# Given instruction
Print all the records exactly, please.

## START Data

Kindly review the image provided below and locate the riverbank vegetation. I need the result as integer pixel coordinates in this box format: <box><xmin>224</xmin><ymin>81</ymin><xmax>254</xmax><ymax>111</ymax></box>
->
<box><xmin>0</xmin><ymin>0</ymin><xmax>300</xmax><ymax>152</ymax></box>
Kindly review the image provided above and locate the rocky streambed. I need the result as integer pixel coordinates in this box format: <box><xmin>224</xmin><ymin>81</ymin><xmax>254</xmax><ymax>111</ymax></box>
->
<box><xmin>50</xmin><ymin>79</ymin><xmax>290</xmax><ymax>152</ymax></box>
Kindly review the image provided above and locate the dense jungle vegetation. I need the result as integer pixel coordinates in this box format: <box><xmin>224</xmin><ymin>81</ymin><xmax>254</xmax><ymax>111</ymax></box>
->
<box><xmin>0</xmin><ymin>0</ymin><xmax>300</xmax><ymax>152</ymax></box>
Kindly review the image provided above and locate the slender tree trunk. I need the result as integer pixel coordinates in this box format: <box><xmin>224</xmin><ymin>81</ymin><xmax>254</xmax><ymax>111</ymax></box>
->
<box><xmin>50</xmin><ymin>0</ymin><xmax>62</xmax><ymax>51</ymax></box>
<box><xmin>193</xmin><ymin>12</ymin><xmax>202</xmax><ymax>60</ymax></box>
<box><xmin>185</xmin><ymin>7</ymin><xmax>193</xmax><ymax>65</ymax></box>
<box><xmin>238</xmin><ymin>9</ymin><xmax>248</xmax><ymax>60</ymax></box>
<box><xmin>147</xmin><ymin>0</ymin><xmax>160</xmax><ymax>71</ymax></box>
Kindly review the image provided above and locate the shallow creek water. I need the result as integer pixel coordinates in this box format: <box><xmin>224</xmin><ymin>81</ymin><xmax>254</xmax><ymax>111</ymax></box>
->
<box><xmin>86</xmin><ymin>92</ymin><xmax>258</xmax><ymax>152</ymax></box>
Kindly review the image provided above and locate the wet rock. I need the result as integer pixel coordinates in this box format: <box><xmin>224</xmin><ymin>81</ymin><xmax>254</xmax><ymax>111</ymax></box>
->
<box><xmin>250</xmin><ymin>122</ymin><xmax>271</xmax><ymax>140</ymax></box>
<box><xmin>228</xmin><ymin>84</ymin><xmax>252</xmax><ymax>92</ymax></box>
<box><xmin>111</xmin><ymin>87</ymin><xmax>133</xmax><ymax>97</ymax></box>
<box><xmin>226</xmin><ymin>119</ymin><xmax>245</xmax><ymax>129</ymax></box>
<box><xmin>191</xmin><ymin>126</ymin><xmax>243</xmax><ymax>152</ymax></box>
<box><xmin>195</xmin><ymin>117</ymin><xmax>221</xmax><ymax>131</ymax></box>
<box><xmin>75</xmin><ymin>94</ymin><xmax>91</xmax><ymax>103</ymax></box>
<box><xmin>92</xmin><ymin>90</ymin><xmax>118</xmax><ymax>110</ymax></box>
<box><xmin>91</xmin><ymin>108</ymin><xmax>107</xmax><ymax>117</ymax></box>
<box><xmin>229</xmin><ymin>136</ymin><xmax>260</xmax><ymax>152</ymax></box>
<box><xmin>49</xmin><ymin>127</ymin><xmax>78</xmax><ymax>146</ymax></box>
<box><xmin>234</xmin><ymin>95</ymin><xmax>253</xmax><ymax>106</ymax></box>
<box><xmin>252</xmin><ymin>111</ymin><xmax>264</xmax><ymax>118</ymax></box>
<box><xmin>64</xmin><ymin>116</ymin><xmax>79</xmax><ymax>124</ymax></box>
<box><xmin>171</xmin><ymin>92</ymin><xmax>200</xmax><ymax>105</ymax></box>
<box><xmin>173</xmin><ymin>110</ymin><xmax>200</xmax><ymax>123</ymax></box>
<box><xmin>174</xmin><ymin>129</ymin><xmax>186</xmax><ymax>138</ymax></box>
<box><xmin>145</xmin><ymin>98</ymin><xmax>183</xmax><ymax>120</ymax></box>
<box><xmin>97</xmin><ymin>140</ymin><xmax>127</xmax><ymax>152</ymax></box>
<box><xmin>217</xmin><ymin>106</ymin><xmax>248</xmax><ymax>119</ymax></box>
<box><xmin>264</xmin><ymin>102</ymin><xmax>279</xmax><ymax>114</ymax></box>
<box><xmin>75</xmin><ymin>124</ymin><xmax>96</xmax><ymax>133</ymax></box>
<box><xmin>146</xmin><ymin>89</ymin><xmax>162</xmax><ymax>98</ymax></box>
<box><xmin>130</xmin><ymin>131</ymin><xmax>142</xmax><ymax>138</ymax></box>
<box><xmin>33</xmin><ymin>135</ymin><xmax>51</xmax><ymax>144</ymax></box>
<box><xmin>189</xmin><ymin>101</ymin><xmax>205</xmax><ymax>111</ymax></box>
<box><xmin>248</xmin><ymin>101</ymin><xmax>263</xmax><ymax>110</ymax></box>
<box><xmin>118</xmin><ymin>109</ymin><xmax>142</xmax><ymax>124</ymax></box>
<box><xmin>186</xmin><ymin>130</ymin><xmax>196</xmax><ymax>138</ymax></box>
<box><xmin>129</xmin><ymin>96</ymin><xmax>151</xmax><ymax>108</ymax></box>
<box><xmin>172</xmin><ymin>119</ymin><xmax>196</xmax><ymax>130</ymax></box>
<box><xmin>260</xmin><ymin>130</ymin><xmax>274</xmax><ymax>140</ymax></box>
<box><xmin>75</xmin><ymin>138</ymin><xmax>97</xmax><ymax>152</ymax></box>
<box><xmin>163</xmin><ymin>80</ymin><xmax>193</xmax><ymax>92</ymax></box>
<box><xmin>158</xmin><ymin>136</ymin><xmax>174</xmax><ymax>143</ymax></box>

## END Data

# Written response
Kindly review the image provided below and locate the riverbank vegetation. I need the result as integer pixel coordinates in this box format: <box><xmin>224</xmin><ymin>81</ymin><xmax>254</xmax><ymax>111</ymax></box>
->
<box><xmin>0</xmin><ymin>0</ymin><xmax>300</xmax><ymax>152</ymax></box>
Kindly review the image provided above and locate the rocky streambed. I need the result as integer pixel coordinates in this box format: <box><xmin>224</xmin><ymin>81</ymin><xmax>254</xmax><ymax>111</ymax></box>
->
<box><xmin>50</xmin><ymin>79</ymin><xmax>290</xmax><ymax>152</ymax></box>
Kindly review the image provided above and locate the dense jungle vegetation. I need the result as integer pixel coordinates in this box format: <box><xmin>224</xmin><ymin>81</ymin><xmax>254</xmax><ymax>111</ymax></box>
->
<box><xmin>0</xmin><ymin>0</ymin><xmax>300</xmax><ymax>152</ymax></box>
Kindly review the image provided above and locate the slender tree trunk. I need the result as integer pixel coordinates in this box format: <box><xmin>224</xmin><ymin>81</ymin><xmax>254</xmax><ymax>111</ymax></box>
->
<box><xmin>50</xmin><ymin>0</ymin><xmax>62</xmax><ymax>51</ymax></box>
<box><xmin>193</xmin><ymin>12</ymin><xmax>202</xmax><ymax>60</ymax></box>
<box><xmin>185</xmin><ymin>7</ymin><xmax>193</xmax><ymax>65</ymax></box>
<box><xmin>238</xmin><ymin>9</ymin><xmax>248</xmax><ymax>60</ymax></box>
<box><xmin>147</xmin><ymin>0</ymin><xmax>160</xmax><ymax>71</ymax></box>
Kindly review the image provided above and locate the shallow creek water. I need the result as integer pixel coordinates in this box format: <box><xmin>224</xmin><ymin>81</ymin><xmax>254</xmax><ymax>111</ymax></box>
->
<box><xmin>86</xmin><ymin>92</ymin><xmax>258</xmax><ymax>152</ymax></box>
Kindly review the image provided above and locate the wet rock. I need the result as integer pixel coordinates in this box format: <box><xmin>224</xmin><ymin>81</ymin><xmax>254</xmax><ymax>111</ymax></box>
->
<box><xmin>250</xmin><ymin>122</ymin><xmax>271</xmax><ymax>140</ymax></box>
<box><xmin>228</xmin><ymin>84</ymin><xmax>252</xmax><ymax>92</ymax></box>
<box><xmin>111</xmin><ymin>87</ymin><xmax>133</xmax><ymax>97</ymax></box>
<box><xmin>226</xmin><ymin>119</ymin><xmax>245</xmax><ymax>129</ymax></box>
<box><xmin>191</xmin><ymin>126</ymin><xmax>243</xmax><ymax>152</ymax></box>
<box><xmin>195</xmin><ymin>117</ymin><xmax>221</xmax><ymax>131</ymax></box>
<box><xmin>75</xmin><ymin>94</ymin><xmax>91</xmax><ymax>103</ymax></box>
<box><xmin>92</xmin><ymin>90</ymin><xmax>118</xmax><ymax>110</ymax></box>
<box><xmin>91</xmin><ymin>108</ymin><xmax>107</xmax><ymax>117</ymax></box>
<box><xmin>229</xmin><ymin>136</ymin><xmax>260</xmax><ymax>152</ymax></box>
<box><xmin>49</xmin><ymin>127</ymin><xmax>78</xmax><ymax>146</ymax></box>
<box><xmin>234</xmin><ymin>95</ymin><xmax>253</xmax><ymax>106</ymax></box>
<box><xmin>252</xmin><ymin>111</ymin><xmax>264</xmax><ymax>118</ymax></box>
<box><xmin>64</xmin><ymin>116</ymin><xmax>79</xmax><ymax>124</ymax></box>
<box><xmin>171</xmin><ymin>92</ymin><xmax>200</xmax><ymax>105</ymax></box>
<box><xmin>173</xmin><ymin>110</ymin><xmax>200</xmax><ymax>123</ymax></box>
<box><xmin>174</xmin><ymin>129</ymin><xmax>186</xmax><ymax>138</ymax></box>
<box><xmin>145</xmin><ymin>98</ymin><xmax>183</xmax><ymax>120</ymax></box>
<box><xmin>97</xmin><ymin>140</ymin><xmax>127</xmax><ymax>152</ymax></box>
<box><xmin>217</xmin><ymin>106</ymin><xmax>248</xmax><ymax>119</ymax></box>
<box><xmin>264</xmin><ymin>102</ymin><xmax>279</xmax><ymax>114</ymax></box>
<box><xmin>75</xmin><ymin>124</ymin><xmax>96</xmax><ymax>133</ymax></box>
<box><xmin>146</xmin><ymin>89</ymin><xmax>162</xmax><ymax>98</ymax></box>
<box><xmin>130</xmin><ymin>131</ymin><xmax>142</xmax><ymax>138</ymax></box>
<box><xmin>33</xmin><ymin>135</ymin><xmax>51</xmax><ymax>144</ymax></box>
<box><xmin>189</xmin><ymin>101</ymin><xmax>205</xmax><ymax>111</ymax></box>
<box><xmin>248</xmin><ymin>101</ymin><xmax>263</xmax><ymax>110</ymax></box>
<box><xmin>118</xmin><ymin>109</ymin><xmax>142</xmax><ymax>124</ymax></box>
<box><xmin>186</xmin><ymin>130</ymin><xmax>196</xmax><ymax>138</ymax></box>
<box><xmin>129</xmin><ymin>96</ymin><xmax>151</xmax><ymax>108</ymax></box>
<box><xmin>172</xmin><ymin>119</ymin><xmax>196</xmax><ymax>130</ymax></box>
<box><xmin>260</xmin><ymin>130</ymin><xmax>274</xmax><ymax>140</ymax></box>
<box><xmin>75</xmin><ymin>138</ymin><xmax>97</xmax><ymax>152</ymax></box>
<box><xmin>163</xmin><ymin>80</ymin><xmax>193</xmax><ymax>92</ymax></box>
<box><xmin>158</xmin><ymin>136</ymin><xmax>174</xmax><ymax>143</ymax></box>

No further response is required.